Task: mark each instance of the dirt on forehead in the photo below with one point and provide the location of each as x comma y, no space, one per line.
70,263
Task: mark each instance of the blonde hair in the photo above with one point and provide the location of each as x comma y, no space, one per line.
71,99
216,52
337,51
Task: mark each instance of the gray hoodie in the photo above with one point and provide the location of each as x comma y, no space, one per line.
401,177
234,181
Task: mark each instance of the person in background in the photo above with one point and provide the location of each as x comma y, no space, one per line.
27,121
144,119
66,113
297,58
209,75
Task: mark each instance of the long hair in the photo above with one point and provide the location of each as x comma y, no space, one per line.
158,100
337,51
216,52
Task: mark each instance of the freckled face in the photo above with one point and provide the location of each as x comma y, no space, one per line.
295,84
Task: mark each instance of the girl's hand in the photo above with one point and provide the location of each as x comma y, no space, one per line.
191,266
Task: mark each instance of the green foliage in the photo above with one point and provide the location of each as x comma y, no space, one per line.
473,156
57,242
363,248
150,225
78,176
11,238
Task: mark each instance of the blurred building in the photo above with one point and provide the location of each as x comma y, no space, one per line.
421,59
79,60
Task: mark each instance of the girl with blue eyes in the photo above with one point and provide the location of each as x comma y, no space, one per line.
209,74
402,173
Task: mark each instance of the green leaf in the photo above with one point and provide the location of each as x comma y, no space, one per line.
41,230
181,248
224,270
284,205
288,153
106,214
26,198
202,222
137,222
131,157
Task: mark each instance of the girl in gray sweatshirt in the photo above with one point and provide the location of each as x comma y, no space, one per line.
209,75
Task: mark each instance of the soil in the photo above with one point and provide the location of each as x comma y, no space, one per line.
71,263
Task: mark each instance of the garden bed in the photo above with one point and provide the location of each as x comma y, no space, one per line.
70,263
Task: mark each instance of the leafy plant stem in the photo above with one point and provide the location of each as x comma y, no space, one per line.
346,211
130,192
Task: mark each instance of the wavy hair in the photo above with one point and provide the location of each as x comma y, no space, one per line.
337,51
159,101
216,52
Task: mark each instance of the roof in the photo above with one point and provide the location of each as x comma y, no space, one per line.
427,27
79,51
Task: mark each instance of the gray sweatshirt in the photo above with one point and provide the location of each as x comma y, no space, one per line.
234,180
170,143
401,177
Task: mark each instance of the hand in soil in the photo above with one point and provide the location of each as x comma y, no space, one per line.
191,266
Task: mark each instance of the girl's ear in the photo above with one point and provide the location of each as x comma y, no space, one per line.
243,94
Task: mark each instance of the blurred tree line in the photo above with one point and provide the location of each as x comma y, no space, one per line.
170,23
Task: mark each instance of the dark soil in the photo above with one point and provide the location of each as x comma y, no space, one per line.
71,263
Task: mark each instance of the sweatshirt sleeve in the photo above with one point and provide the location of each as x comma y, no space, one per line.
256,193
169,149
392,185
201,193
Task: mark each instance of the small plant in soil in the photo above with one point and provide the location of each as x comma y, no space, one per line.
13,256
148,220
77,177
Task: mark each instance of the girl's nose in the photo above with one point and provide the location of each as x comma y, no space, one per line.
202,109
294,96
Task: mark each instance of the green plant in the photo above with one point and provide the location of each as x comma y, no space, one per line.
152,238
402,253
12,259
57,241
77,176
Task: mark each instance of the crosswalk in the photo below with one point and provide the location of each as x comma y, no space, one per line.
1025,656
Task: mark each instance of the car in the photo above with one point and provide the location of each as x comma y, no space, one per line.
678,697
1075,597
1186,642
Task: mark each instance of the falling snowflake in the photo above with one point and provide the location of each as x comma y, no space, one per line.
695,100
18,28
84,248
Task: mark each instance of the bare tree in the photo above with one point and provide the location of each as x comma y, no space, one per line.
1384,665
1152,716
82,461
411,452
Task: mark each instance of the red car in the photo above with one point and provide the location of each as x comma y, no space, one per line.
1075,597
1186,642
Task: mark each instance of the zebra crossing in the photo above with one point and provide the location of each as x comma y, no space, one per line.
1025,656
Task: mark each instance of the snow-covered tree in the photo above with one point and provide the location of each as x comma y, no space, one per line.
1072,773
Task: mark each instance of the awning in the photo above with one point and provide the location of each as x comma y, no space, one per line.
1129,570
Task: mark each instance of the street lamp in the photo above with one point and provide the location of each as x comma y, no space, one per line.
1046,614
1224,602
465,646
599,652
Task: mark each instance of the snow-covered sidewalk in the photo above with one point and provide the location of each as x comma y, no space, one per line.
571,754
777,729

^^^^^^^^^^^^^^^^

**Requirements:** Convert the lines from the one containing "Task: mark each instance of the snow-covered sidewalk" through the end of the items, inclusive, into a Markdown table with the columns Row and Line. Number each line in order and leave out blank lines.

**Result of the exercise:**
| Row | Line |
|---|---|
| 1 | Task: mark each instance of the snow-covered sidewalk in the photo above with one point and provide the location of each as x comma y, no space, one per line. |
| 2 | 571,754 |
| 3 | 777,729 |